● What you have to do
Find every line in the records below that holds the word "Target", and copy each one.

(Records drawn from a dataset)
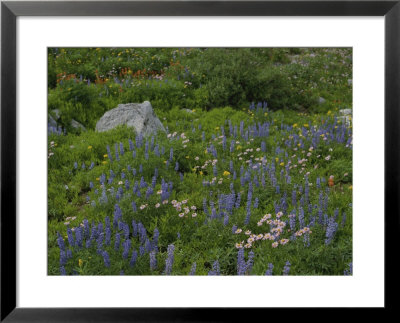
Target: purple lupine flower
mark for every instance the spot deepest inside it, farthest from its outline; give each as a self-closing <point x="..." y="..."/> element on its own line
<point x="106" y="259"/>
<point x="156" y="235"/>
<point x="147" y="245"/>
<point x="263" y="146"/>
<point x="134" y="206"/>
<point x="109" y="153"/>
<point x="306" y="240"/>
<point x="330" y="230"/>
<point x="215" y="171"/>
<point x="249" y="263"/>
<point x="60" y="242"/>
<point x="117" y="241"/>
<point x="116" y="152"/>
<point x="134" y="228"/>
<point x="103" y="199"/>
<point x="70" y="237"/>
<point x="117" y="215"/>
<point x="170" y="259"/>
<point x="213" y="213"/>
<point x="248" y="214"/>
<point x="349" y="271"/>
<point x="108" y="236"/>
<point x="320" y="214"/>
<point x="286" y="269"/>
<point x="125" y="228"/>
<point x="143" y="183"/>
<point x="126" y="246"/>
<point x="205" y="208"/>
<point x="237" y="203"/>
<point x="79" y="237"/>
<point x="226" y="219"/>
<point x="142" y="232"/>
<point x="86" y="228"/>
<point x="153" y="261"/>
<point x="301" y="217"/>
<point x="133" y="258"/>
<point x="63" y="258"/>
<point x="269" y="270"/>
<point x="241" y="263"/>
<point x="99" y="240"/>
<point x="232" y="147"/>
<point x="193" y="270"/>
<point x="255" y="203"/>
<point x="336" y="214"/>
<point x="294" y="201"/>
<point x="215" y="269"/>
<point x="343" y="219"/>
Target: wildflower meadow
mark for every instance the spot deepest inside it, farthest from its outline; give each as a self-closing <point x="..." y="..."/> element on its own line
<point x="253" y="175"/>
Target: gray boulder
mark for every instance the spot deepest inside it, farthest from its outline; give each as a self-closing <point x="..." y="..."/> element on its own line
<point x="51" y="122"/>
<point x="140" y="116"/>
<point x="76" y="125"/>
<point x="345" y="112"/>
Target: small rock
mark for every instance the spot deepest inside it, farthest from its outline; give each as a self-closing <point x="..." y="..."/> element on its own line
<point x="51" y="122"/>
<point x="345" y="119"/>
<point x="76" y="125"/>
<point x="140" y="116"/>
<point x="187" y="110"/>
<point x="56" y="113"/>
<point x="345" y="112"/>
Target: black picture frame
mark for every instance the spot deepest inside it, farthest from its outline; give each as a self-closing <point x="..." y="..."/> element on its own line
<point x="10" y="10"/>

● Answer to this exercise
Target: purple lupine flower
Target: wildflower meadow
Target: gray boulder
Target: small rock
Target: black picture frame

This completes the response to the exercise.